■ **ASSIGNED TASK**
Which lines of the records contain "card"? Collect every one of them.

[Natural-language object grounding data]
──────────
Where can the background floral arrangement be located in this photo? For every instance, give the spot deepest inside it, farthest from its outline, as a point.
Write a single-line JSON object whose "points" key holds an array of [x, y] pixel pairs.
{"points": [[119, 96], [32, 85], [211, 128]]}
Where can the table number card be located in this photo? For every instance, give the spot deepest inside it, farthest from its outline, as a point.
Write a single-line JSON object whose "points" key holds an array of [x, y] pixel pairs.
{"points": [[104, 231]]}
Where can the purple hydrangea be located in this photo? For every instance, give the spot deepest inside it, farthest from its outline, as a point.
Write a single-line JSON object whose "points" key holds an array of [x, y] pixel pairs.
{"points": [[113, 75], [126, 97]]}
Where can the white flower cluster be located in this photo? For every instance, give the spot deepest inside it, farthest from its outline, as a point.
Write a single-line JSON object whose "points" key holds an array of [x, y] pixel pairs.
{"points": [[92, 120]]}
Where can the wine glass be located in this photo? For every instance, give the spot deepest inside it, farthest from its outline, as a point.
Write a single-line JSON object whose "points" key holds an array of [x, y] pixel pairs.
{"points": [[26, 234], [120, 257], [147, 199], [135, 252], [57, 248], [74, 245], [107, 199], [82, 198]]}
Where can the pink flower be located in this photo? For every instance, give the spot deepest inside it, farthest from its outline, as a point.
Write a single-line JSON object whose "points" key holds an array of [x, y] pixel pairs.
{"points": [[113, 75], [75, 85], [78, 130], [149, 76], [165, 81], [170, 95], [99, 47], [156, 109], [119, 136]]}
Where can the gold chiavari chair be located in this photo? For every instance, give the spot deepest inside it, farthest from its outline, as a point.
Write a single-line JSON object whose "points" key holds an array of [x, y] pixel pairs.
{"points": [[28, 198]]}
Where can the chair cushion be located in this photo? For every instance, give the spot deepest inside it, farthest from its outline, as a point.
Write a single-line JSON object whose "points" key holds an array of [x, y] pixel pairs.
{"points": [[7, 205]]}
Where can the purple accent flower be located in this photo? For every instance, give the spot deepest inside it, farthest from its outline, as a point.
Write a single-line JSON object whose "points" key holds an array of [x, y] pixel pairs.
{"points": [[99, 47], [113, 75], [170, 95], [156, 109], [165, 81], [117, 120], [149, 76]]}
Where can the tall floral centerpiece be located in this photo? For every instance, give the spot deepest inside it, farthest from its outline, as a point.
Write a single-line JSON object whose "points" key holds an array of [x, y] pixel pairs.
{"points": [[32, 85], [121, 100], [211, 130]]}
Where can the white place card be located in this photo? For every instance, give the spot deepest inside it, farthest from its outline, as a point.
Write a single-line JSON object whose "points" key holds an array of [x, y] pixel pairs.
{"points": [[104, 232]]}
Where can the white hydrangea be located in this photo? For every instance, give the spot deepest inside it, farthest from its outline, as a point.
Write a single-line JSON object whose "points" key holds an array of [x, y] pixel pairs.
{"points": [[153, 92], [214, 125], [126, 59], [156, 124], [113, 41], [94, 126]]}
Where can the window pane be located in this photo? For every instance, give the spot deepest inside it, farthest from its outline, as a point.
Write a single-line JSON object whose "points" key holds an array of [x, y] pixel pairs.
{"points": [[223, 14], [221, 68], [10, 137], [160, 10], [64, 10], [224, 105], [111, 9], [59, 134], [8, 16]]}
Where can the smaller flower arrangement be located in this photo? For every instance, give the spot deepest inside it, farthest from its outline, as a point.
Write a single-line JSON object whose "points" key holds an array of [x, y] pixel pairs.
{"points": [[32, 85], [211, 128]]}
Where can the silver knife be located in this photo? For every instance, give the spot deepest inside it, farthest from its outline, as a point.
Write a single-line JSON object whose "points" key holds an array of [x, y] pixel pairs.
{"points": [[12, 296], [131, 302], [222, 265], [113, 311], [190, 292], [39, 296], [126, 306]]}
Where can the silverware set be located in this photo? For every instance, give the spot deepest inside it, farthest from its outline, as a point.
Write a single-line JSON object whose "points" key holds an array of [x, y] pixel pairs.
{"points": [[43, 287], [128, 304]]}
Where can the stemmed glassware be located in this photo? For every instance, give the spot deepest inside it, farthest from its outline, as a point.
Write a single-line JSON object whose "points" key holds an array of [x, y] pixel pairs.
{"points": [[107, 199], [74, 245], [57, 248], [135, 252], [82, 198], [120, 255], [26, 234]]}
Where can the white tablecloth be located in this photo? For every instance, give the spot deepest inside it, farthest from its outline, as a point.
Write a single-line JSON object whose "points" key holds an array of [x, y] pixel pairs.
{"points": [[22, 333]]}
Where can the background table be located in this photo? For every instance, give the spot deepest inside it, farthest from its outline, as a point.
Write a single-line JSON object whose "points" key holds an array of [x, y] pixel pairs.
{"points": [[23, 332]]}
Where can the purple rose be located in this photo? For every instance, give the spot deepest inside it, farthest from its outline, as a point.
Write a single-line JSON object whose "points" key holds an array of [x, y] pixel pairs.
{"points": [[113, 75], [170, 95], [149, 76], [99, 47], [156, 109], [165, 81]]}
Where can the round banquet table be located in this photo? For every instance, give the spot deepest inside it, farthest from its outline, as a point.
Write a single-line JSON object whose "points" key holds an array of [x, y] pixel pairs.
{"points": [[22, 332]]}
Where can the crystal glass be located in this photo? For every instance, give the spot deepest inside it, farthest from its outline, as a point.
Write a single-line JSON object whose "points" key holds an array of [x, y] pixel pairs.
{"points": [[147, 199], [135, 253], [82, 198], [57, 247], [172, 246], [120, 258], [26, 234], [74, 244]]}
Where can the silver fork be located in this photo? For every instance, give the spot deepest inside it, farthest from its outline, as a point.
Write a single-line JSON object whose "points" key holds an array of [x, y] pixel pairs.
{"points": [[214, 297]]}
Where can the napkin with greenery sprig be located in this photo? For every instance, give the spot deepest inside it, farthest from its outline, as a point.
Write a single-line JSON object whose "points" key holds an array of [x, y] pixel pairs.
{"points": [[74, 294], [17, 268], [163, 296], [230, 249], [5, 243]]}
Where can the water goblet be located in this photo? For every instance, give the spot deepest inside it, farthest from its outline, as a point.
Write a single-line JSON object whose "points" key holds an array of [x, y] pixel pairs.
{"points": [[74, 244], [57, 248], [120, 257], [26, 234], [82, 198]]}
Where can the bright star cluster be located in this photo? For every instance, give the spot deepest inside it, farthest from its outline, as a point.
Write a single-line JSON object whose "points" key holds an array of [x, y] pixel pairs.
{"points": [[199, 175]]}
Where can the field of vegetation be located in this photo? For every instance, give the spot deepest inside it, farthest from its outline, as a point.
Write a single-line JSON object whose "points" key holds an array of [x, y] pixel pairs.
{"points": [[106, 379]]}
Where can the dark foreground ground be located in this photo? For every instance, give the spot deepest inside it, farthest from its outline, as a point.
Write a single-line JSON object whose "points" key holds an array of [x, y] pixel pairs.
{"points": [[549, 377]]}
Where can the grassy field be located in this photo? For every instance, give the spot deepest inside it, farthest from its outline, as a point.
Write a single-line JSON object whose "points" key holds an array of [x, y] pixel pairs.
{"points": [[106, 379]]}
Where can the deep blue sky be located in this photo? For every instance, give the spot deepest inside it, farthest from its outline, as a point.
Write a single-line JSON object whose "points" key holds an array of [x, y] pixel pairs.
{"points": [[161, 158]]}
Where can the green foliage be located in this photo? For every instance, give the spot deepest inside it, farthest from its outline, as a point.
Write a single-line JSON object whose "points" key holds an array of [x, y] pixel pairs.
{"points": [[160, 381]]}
──────────
■ **EXPECTED ANSWER**
Where can the table number card be located in this photo? For every instance, give the spot deepest inside it, farthest from its outline, as a point.
Where can the white place card be located in this photo? For every instance, give the spot deepest inside it, farthest from its outline, as a point.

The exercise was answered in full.